EXERCISE — Copy the data from the line with "Is there any metal" up to and including the line with "xmin=147 ymin=547 xmax=728 ymax=970", swapping "bit ring" for "snaffle ring" and leaving everything else the same.

• • •

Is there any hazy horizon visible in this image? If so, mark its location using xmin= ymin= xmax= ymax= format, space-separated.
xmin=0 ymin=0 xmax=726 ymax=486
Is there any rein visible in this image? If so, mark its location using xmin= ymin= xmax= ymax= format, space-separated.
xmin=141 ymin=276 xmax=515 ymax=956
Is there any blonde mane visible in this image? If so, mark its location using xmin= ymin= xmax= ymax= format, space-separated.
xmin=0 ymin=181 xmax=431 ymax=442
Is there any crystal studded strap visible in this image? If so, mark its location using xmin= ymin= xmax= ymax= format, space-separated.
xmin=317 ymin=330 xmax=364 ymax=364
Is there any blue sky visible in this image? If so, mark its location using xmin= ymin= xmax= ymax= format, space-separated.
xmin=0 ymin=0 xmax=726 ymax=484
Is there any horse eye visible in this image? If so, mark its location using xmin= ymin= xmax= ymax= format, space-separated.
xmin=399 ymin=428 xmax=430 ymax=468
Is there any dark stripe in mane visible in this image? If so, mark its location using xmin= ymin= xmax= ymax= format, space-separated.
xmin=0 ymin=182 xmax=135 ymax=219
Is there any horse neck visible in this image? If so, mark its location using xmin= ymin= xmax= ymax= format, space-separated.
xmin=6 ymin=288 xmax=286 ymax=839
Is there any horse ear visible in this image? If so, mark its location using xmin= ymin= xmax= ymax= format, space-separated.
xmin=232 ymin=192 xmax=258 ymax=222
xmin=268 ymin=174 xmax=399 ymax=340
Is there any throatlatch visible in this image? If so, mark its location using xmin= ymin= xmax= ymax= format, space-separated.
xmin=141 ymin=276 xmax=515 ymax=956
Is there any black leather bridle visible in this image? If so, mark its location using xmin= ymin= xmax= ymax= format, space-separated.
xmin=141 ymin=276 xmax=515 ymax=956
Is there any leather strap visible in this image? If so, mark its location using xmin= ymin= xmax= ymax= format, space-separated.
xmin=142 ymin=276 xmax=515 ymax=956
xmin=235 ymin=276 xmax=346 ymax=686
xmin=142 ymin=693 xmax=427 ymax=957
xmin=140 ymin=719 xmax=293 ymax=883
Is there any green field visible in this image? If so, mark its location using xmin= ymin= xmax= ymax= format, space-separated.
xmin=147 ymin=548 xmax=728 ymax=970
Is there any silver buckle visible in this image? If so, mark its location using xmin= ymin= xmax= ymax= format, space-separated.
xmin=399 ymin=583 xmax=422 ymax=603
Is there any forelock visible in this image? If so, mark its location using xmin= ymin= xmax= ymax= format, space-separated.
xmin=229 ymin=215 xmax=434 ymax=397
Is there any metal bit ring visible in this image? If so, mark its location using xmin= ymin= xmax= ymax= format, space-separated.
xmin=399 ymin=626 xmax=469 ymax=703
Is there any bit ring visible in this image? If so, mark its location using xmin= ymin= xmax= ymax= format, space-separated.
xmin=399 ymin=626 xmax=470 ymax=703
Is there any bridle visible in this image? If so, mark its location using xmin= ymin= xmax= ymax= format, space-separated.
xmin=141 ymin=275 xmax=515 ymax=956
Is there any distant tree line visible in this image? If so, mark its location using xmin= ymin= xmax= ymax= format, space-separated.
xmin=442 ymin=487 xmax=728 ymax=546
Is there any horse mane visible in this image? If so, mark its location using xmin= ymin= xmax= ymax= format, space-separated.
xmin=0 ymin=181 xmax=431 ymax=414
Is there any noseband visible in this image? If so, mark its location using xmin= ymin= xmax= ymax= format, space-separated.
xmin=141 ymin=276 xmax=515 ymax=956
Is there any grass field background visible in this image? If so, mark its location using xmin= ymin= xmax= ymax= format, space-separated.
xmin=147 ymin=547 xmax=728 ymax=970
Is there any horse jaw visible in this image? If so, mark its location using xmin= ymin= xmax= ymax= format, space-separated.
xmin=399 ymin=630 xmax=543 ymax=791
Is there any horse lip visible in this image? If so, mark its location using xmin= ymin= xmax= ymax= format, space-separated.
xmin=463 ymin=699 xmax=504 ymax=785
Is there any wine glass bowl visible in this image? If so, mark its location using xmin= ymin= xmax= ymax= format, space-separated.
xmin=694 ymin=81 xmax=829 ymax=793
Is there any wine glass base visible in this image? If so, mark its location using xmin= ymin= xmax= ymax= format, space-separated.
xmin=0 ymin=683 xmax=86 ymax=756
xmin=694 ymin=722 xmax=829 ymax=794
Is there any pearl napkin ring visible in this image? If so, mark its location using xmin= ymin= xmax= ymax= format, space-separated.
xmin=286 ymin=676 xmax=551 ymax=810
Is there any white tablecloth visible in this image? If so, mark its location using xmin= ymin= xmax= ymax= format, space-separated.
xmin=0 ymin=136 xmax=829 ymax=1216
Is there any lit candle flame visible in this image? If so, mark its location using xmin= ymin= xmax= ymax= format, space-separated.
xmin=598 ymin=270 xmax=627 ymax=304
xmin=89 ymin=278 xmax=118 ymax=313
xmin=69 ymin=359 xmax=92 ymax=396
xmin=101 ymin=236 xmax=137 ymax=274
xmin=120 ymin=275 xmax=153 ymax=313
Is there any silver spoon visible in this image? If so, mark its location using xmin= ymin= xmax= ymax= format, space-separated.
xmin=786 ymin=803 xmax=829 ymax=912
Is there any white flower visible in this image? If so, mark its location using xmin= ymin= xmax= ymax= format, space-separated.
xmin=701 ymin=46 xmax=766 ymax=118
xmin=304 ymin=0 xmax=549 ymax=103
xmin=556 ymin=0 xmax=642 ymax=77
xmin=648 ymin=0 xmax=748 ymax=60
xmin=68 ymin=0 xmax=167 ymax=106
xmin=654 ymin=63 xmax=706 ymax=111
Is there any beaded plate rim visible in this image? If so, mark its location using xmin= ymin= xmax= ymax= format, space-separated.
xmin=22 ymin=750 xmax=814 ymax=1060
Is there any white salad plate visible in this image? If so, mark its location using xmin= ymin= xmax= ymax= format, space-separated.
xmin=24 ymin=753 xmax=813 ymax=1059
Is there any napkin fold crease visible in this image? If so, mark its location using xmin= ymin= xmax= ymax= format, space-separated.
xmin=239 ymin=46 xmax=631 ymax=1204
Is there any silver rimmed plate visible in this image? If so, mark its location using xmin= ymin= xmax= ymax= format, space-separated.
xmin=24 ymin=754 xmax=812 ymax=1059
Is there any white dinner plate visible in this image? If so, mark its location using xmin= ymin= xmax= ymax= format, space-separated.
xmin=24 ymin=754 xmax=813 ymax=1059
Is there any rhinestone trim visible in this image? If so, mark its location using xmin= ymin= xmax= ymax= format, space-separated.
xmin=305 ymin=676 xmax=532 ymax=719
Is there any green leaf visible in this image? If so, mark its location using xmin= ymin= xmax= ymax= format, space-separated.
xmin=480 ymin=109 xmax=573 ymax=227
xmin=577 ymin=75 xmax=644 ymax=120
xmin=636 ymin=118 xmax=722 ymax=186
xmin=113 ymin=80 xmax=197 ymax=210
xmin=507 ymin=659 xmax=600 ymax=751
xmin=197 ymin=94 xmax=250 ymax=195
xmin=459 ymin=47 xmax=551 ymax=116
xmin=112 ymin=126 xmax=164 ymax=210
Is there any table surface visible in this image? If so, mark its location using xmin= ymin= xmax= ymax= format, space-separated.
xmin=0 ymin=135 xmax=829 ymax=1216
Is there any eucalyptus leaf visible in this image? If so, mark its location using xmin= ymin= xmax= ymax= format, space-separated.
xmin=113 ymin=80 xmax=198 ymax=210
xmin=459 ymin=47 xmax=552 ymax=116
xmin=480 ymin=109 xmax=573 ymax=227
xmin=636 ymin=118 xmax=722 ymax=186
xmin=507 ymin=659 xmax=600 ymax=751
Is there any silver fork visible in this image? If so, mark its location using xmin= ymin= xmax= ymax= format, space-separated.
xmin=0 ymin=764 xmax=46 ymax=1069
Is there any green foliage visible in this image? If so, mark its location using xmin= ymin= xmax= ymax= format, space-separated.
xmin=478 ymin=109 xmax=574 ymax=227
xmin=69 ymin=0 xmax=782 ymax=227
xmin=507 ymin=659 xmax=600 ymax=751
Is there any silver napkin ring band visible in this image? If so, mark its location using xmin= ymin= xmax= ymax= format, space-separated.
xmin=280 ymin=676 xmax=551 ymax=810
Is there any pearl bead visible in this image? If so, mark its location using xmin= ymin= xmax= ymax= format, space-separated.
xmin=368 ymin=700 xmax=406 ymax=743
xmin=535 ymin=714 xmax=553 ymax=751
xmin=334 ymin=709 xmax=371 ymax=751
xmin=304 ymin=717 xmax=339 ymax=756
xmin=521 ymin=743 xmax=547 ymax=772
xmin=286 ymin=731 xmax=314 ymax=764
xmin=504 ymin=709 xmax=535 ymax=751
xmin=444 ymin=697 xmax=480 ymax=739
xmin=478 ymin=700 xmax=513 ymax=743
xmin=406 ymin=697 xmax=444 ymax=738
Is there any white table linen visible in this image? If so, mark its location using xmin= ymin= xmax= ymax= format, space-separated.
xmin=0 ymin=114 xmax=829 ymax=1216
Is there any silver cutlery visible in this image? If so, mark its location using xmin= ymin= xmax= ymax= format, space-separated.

• • •

CORRECT ANSWER —
Is there any metal snaffle ring visible in this image? If so, mark its location using xmin= ymin= xmax= ymax= format, space-separated.
xmin=399 ymin=626 xmax=469 ymax=703
Is there any snaffle ring visible in this image? If so, mark its location using xmin= ymin= xmax= ymax= format, space-separated.
xmin=399 ymin=626 xmax=470 ymax=703
Is there any bridle visible in this image? If so, mark its location using xmin= ymin= xmax= ymax= format, space-separated.
xmin=141 ymin=275 xmax=515 ymax=956
Is there any distant tree line visible in this image? If so, mark its location using xmin= ymin= xmax= ymax= format, space-separated.
xmin=442 ymin=487 xmax=728 ymax=546
Is there any horse mane visible in this image? If so, mark its location using xmin= ymin= xmax= ymax= format, space-separated.
xmin=0 ymin=181 xmax=431 ymax=414
Is there any noseband visible in this image? If so, mark its location using xmin= ymin= xmax= ymax= format, space-separated.
xmin=141 ymin=276 xmax=515 ymax=956
Is there any grass field background visible in this image? If so, mark its location using xmin= ymin= xmax= ymax= format, space-separated.
xmin=147 ymin=547 xmax=728 ymax=970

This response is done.